The question before us in terms of specialization is how have plant and certain pathogen populations come to be so tightly associated? What is the mechanistic basis for the GFG interaction? In brief, plant resistance to pathogens involves multiple layers of both preformed and inducible responses. The nonspecific, preformed (passive) physical and chemical barriers take such forms as a waxy cuticle overlying the epidermis or toxic peptides, proteins, or other metabolites that deter herbivory and infection.

Through such mechanisms most plants are resistant to most potential pathogens. However, a second line of defense is a relatively specific, generalized basal immunity triggered when plant receptors at the cell surface recognize conserved molecular signals, so-called microbe- associated molecular patterns or MAMPs, characteristic of most microbes. (Interestingly, much of plant-based immunity including the triggering mechanisms of recognition and defense are similar in plants and vertebrates (Staskawicz et al. 2001; Jones and Dangl 2006).

In response to this selection pressure, successful pathogens have evolved various virulence factors such as effector proteins that are translocated into cells to suppress signal detection or host response. These effectors not only influence the virulence of pathogens but are thought to influence host range—some parasites with a narrow range produce host-specific toxins, while those with a broad range have a broad spectrum of phytotoxic molecules, only some of which are operative on any particular host (Barrett et al. 2009).

▶ **EXERCISE DATA**
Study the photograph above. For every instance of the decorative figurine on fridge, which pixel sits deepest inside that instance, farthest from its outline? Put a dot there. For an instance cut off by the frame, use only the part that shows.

▶ **ASSIGNED TASK 1**
In the text on plant resistance to pathogens, what do successful pathogens translocate into cells to suppress signal detection or host response?
▶ **ASSIGNED TASK 2**
Carry on the text about plant resistance to pathogens from its last sentence.
The data are not needed for anything here.

▶ **EXERCISE RESULT 1**
Effector proteins.

▶ **EXERCISE RESULT 2**
In certain plant-parasite interactions, the plant responds to virulence factors of the pathogen in a highly specific fashion at the genotype level. Here, the products of resistance (R) genes recognize the structure or activity of pathogen effectors and elicit a classical hypersensitive reaction characterized by localized necrosis and programmed cell death (PCD) of host cells. This GFG response (frequently termed 'effector-triggered immunity,' ETI) provides a specific, qualitative form of resistance to those pathogens that rely on living tissue to grow (obligate biotrophs) because the pathogen also dies and further ingress is halted. It is a form of resistance that allows rapid coevolution of host and parasite because in yet a further turn of the interaction spiral, the pathogen population can respond simply by changing the nature of the effectors being detected or by deploying yet other effectors that suppress the host's ETI. Remarkably, these suppressors themselves have occasionally then become overcome by new R genes. Both the virulence system in the pathogen and the defense system in the host are based on multiple redundancies and so components can be rapidly switched by replacing effectors and modifying resistance genes, respectively. Thus, the cycle of surveillance, detection, and evasion continues indefinitely in a coevolutionary arms race, each member driving the other ever deeper into the realm of specialization (Staskawicz et al. 1995; Schneider and Collmer 2010).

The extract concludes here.